**課題**
下に示すサッカーのシザースについての文章を、最初から最後まで一字一句違えずに書き写してもらえますか?

**提示文章**
サッカーにおける「シザース」は、一度は耳にしたことがあるドリブルテクニックのひとつです。しかし「どうやってやるの?」「正しいコツは?」と疑問に思っている方も多いのではないでしょうか。本記事では、高校生以上の選手や、サッカーをしているお子さんを持つ保護者の方に向けて、シザースのやり方・練習方法・上達のポイントまでを徹底的に解説します。サッカー歴やレベルを問わず、“シザースが武器になる”ための本質的なコツをお届けします。
はじめに|サッカーにおけるシザースの重要性
シザースとは何か
シザース(scissors)とは、ボールをまたぐようにして脚を回し、相手ディフェンダーの逆を突く「またぎフェイント」の一種です。日本語では「またぎ足」とも呼ばれ、慣れるとスムーズにスピードを落とさず相手をかわすことができる技術です。W杯などの大舞台から街のフットサル場まで、様々なシーンで使われている基本かつ奥深いフェイントと言えるでしょう。
なぜシザースは使われるのか
サッカーでは、相手ディフェンダーとの“1対1”で突破する力が勝敗を分ける場面も多々あります。その中でシザースは、足の動きでディフェンダーに片方への移動を意識させ、逆を突くことで相手を置き去りにできるテクニックです。特にスピードがある選手や、瞬発力を活かしたい人にとって有効であり、ボールコントロール力向上にもつながります。
シザースが有効な状況
シザースが最も効果を発揮するのは、相手と近い距離で正面から向き合った時や、タッチライン際などスペースが限られている時です。相手の重心移動や心理的な“揺さぶり”を利用することで、抜き去る確率が高まります。また、視線や上半身のフェイントと組み合わせれば、駆け引きの幅がさらに広がり、味方へのパスや自分でシュートを狙うシーンの選択肢が増えるのです。

点ラベリングセットのエントリ:
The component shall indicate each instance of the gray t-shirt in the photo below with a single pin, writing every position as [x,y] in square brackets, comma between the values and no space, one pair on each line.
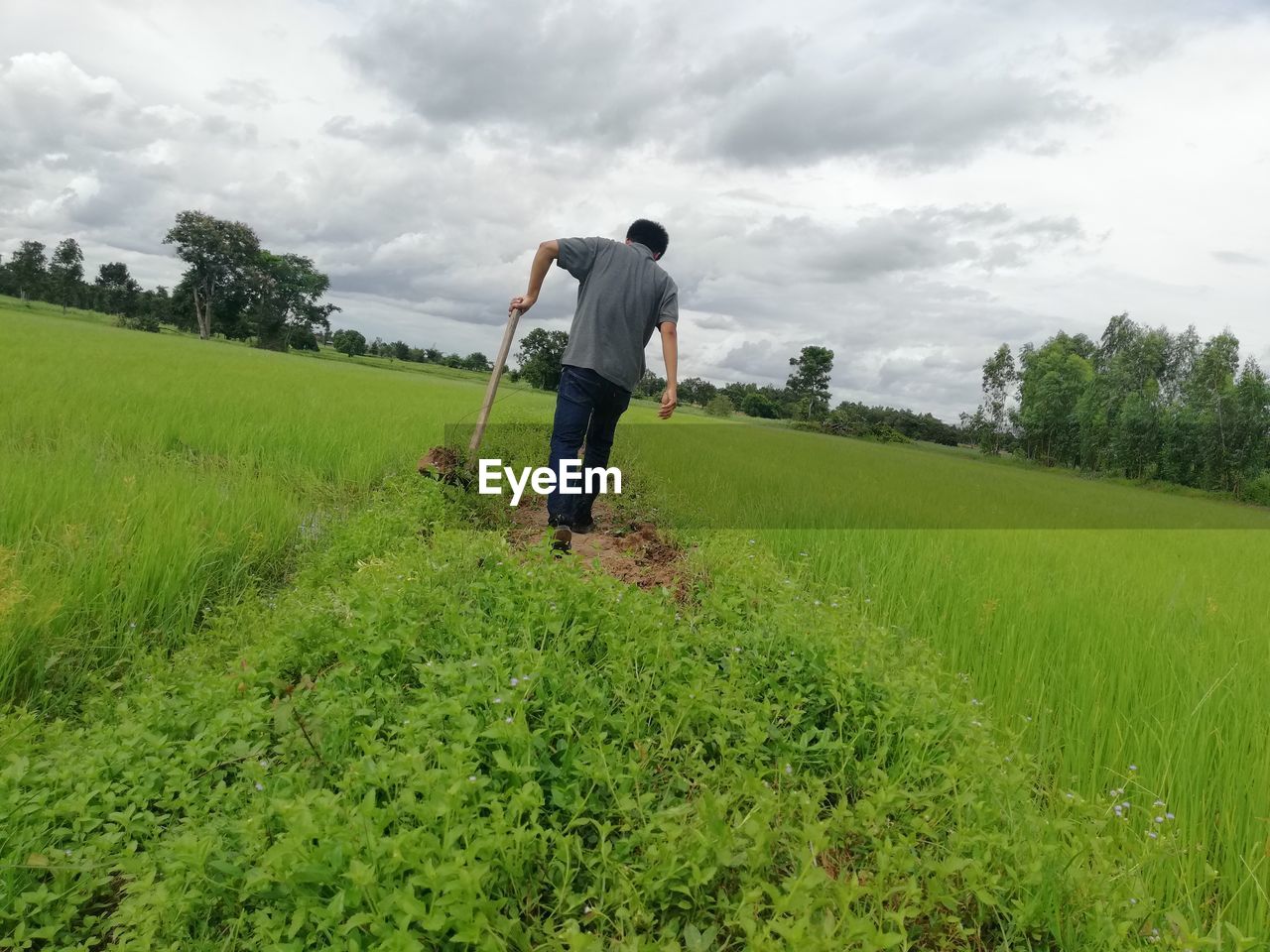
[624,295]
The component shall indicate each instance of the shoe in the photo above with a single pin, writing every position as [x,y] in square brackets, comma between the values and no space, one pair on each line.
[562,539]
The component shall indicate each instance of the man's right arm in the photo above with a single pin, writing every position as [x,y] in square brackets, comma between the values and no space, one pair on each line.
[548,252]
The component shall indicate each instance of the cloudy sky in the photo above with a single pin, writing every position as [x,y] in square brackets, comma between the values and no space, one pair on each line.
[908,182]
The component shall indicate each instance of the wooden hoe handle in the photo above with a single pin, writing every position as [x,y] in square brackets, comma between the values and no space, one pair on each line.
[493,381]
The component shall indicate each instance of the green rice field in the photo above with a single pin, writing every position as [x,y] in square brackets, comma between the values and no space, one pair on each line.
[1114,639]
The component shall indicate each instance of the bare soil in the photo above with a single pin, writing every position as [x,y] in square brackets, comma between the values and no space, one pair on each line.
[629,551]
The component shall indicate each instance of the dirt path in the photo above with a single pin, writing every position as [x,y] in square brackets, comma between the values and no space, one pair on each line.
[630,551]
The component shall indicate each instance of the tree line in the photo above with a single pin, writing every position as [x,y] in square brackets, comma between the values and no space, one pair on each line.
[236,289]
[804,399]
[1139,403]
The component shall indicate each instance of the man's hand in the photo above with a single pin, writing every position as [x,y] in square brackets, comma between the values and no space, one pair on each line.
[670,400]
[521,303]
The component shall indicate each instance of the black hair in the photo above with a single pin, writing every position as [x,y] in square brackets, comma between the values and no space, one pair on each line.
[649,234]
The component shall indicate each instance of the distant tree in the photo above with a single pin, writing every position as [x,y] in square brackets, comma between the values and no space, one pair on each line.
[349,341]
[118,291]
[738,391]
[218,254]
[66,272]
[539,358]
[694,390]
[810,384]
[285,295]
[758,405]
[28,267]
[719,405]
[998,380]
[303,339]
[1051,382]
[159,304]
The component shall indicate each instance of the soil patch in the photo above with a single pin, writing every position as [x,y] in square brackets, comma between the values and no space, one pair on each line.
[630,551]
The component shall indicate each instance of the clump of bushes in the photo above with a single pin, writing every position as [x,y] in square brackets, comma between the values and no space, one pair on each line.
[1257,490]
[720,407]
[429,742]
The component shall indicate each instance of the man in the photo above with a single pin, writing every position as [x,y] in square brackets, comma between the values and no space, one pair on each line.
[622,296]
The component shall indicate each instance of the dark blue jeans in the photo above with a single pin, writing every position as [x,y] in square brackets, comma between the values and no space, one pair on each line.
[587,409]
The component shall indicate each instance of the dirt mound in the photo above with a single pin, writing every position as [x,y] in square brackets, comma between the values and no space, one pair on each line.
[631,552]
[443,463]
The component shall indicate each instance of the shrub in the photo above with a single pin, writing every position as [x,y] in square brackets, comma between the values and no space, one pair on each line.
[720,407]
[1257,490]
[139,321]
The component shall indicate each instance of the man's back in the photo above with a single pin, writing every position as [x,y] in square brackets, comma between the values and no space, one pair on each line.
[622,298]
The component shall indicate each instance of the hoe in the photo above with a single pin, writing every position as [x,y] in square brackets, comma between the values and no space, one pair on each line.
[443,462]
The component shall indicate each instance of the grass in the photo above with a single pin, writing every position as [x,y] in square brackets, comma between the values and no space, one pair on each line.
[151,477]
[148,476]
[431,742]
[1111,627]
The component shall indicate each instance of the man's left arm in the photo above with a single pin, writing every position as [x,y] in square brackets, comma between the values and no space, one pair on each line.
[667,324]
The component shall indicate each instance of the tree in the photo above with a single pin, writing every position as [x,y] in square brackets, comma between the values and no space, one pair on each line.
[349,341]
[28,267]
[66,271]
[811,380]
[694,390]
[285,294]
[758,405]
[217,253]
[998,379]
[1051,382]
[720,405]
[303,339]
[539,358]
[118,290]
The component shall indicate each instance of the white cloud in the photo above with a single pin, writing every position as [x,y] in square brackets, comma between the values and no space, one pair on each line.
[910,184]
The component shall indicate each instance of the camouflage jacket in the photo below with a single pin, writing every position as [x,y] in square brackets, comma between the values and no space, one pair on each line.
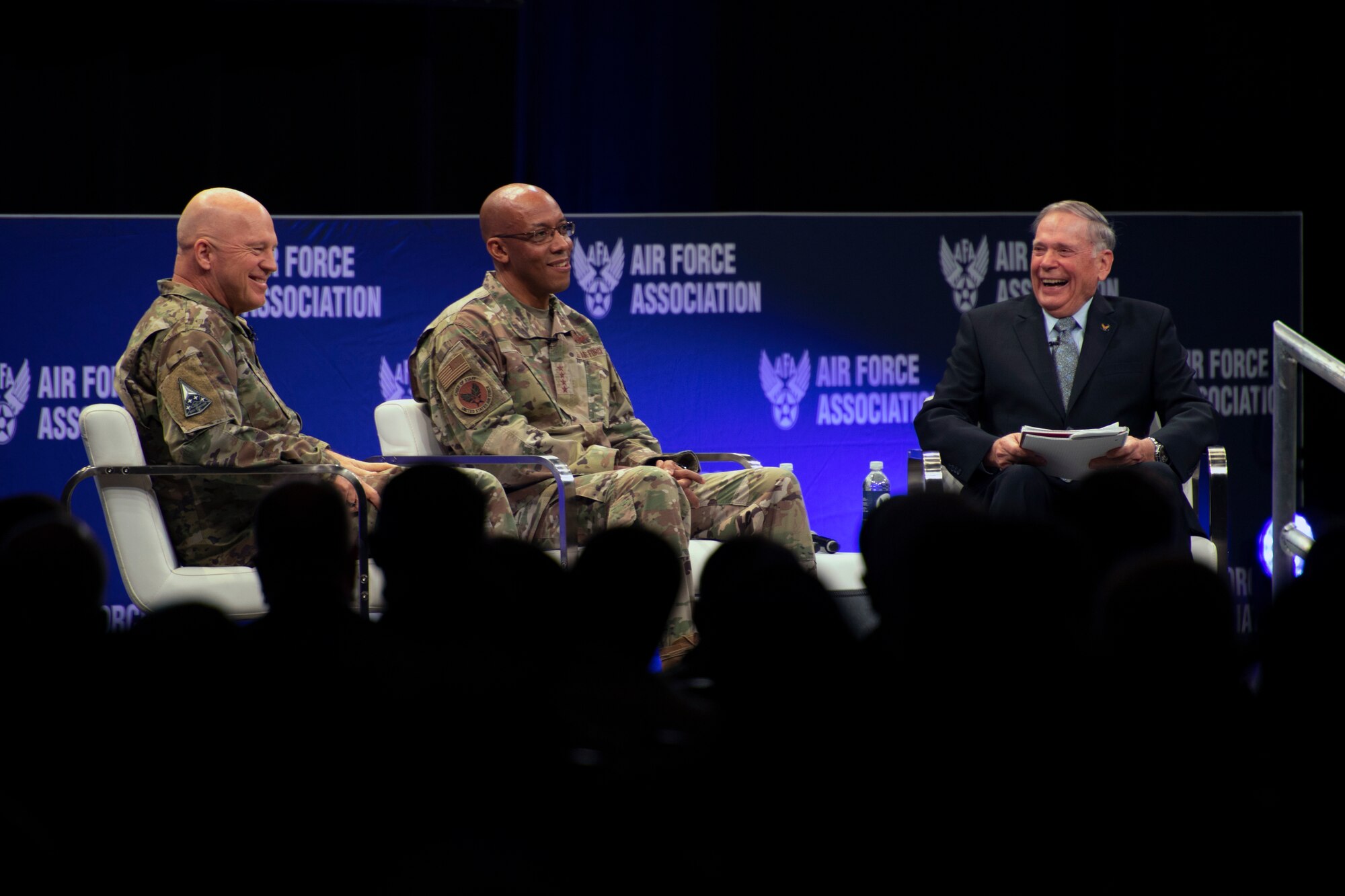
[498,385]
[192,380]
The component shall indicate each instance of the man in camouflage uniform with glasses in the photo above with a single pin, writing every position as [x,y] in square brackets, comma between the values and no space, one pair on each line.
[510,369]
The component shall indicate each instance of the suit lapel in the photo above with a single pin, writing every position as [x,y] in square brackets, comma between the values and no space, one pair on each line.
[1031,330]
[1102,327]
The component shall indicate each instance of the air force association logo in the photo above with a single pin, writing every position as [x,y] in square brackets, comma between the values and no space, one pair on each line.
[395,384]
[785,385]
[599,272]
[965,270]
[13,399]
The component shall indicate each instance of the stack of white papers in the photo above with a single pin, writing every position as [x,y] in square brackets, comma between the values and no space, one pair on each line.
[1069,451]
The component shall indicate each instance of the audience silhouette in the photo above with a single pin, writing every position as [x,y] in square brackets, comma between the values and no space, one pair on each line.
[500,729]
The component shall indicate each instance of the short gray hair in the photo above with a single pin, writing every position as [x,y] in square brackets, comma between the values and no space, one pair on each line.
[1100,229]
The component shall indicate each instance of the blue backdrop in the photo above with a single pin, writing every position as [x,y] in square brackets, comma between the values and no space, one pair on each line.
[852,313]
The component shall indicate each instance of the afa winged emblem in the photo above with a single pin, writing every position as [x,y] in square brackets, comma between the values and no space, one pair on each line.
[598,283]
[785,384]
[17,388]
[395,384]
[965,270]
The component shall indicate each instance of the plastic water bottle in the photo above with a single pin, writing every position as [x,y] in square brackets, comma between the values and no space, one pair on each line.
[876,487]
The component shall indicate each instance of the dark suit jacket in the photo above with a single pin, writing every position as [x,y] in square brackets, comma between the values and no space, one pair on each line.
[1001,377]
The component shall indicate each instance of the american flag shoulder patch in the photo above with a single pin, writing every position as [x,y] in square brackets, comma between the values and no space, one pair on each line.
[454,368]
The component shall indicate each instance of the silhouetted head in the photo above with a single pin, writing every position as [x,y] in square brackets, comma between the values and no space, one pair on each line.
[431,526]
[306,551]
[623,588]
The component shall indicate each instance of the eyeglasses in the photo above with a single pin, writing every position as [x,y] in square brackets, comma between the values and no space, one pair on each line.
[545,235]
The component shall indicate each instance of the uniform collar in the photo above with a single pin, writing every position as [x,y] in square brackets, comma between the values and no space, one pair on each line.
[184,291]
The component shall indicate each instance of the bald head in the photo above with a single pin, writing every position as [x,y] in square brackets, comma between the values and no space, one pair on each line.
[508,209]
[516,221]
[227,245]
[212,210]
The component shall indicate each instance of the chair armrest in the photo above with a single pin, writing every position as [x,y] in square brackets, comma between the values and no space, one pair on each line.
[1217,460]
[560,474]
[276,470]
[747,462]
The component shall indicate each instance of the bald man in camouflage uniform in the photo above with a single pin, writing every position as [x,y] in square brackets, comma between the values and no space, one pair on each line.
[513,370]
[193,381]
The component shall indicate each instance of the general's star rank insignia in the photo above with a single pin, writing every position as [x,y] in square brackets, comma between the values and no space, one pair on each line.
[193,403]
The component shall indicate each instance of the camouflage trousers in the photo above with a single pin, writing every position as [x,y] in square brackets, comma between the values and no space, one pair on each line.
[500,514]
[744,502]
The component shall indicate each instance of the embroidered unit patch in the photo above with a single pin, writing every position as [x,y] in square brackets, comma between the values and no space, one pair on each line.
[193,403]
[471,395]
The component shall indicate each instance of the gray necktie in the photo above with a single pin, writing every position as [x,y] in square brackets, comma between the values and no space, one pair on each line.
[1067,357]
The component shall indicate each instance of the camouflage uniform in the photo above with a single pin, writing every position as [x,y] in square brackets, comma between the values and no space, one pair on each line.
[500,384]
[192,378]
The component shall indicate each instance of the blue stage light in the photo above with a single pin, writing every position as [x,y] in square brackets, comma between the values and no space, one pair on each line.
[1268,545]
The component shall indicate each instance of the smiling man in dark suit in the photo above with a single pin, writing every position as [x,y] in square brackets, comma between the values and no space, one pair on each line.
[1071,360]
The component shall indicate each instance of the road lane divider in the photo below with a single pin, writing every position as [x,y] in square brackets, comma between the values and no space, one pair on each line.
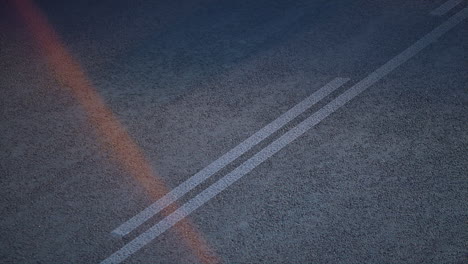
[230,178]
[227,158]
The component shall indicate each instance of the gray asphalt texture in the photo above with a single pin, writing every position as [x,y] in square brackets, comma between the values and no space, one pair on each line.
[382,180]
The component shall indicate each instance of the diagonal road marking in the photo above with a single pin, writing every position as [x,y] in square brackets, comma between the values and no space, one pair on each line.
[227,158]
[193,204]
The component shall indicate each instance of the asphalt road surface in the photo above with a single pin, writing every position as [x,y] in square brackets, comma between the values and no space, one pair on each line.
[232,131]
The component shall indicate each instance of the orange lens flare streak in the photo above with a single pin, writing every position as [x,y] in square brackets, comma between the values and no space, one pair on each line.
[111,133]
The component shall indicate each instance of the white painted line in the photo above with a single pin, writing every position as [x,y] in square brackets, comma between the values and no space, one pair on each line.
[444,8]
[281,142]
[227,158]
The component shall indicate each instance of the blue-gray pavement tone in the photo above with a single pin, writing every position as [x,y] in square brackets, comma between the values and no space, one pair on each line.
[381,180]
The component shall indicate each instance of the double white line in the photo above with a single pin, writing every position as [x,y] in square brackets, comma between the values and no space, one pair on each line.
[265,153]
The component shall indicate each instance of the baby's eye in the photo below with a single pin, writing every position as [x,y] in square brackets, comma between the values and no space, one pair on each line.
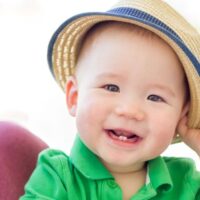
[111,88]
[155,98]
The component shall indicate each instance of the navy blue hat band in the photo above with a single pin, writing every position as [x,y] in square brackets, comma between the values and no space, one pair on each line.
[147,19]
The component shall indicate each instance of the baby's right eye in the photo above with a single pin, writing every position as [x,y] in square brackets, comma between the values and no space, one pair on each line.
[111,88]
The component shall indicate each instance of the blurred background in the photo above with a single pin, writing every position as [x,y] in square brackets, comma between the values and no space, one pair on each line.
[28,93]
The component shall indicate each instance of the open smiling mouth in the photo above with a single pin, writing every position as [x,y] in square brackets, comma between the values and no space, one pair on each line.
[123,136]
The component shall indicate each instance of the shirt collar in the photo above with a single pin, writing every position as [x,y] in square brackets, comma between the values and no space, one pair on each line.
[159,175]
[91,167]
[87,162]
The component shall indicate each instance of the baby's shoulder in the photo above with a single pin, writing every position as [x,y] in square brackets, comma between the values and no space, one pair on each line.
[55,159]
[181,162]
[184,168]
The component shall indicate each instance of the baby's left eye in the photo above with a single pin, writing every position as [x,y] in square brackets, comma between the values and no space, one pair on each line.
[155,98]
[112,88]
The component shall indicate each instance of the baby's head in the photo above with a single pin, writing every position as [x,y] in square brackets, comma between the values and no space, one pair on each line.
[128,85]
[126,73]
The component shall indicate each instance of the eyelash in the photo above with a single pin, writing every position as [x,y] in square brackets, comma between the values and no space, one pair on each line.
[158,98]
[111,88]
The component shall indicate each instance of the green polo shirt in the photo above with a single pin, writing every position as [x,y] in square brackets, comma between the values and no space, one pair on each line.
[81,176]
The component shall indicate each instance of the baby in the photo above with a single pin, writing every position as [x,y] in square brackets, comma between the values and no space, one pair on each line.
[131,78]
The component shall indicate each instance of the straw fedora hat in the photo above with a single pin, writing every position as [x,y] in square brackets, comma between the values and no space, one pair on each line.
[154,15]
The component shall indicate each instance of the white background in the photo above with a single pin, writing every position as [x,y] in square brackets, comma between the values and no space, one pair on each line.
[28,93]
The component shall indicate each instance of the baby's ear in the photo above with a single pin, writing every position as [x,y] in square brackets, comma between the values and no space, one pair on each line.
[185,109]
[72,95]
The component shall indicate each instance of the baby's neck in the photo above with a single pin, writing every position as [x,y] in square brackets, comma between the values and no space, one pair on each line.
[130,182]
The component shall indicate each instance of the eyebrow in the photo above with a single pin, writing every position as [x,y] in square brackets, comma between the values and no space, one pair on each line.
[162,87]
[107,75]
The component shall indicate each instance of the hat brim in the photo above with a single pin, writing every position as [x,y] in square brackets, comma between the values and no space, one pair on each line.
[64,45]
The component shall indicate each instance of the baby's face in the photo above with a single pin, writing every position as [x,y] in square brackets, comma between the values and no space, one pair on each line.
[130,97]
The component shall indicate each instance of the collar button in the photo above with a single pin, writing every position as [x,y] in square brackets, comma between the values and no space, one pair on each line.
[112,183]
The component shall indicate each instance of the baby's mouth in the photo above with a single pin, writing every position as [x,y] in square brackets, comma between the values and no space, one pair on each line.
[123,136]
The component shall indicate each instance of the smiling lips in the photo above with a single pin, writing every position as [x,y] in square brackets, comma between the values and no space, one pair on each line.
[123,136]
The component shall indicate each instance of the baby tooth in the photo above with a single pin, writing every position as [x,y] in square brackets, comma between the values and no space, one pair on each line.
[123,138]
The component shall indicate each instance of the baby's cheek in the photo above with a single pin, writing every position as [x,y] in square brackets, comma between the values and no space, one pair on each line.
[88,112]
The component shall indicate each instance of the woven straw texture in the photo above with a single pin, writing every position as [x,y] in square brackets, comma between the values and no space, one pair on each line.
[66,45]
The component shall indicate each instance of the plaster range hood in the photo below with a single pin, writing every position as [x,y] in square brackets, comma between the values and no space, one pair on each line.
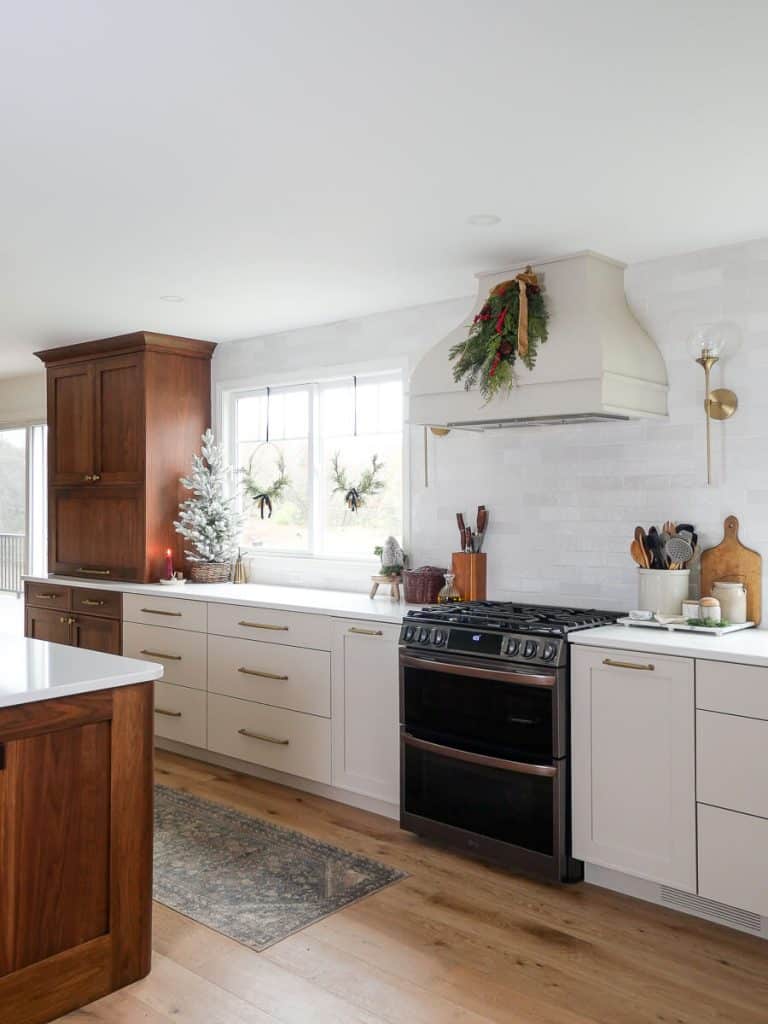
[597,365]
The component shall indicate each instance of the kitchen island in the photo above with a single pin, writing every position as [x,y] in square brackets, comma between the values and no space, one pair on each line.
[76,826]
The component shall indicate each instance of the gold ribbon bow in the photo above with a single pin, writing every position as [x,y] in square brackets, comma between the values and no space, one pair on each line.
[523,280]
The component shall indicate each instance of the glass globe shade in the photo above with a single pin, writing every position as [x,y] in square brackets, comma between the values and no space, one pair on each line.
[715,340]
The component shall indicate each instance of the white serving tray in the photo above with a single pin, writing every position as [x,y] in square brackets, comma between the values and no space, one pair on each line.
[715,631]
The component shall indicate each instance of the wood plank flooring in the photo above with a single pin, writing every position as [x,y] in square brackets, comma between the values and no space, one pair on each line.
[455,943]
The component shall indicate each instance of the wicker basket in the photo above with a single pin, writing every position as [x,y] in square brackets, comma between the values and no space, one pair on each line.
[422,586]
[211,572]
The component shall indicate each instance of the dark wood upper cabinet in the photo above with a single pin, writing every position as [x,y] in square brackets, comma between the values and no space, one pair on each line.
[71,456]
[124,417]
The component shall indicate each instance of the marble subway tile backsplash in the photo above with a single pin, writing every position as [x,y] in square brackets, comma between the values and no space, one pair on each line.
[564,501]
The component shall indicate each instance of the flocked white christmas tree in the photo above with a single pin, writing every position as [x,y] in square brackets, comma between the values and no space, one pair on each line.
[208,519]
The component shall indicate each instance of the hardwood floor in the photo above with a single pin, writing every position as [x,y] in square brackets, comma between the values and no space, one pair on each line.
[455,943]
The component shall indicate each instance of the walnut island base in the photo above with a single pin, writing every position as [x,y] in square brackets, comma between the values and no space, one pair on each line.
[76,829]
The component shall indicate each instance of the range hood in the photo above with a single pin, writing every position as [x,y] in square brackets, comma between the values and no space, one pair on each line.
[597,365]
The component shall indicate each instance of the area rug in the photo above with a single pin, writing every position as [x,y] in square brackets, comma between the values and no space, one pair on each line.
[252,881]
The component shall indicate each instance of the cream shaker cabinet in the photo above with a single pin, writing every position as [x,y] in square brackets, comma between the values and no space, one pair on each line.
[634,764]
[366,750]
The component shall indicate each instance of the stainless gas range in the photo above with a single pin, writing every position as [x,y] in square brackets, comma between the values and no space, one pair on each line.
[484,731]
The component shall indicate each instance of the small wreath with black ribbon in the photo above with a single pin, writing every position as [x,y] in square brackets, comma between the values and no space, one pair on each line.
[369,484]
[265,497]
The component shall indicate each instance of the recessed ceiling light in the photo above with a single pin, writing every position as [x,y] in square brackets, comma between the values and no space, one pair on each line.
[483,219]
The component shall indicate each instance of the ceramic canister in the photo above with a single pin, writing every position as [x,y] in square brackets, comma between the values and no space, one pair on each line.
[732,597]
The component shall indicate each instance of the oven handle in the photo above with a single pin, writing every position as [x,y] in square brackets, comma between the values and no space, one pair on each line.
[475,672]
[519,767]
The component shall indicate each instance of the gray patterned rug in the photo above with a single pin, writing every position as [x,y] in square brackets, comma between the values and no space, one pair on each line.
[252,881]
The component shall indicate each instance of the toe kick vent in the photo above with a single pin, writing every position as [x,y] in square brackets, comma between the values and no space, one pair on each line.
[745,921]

**完成した課題**
サッカーにおける「シザース」は、一度は耳にしたことがあるドリブルテクニックのひとつです。しかし「どうやってやるの?」「正しいコツは?」と疑問に思っている方も多いのではないでしょうか。本記事では、高校生以上の選手や、サッカーをしているお子さんを持つ保護者の方に向けて、シザースのやり方・練習方法・上達のポイントまでを徹底的に解説します。サッカー歴やレベルを問わず、“シザースが武器になる”ための本質的なコツをお届けします。
はじめに|サッカーにおけるシザースの重要性
シザースとは何か
シザース(scissors)とは、ボールをまたぐようにして脚を回し、相手ディフェンダーの逆を突く「またぎフェイント」の一種です。日本語では「またぎ足」とも呼ばれ、慣れるとスムーズにスピードを落とさず相手をかわすことができる技術です。W杯などの大舞台から街のフットサル場まで、様々なシーンで使われている基本かつ奥深いフェイントと言えるでしょう。
なぜシザースは使われるのか
サッカーでは、相手ディフェンダーとの“1対1”で突破する力が勝敗を分ける場面も多々あります。その中でシザースは、足の動きでディフェンダーに片方への移動を意識させ、逆を突くことで相手を置き去りにできるテクニックです。特にスピードがある選手や、瞬発力を活かしたい人にとって有効であり、ボールコントロール力向上にもつながります。
シザースが有効な状況
シザースが最も効果を発揮するのは、相手と近い距離で正面から向き合った時や、タッチライン際などスペースが限られている時です。相手の重心移動や心理的な“揺さぶり”を利用することで、抜き去る確率が高まります。また、視線や上半身のフェイントと組み合わせれば、駆け引きの幅がさらに広がり、味方へのパスや自分でシュートを狙うシーンの選択肢が増えるのです。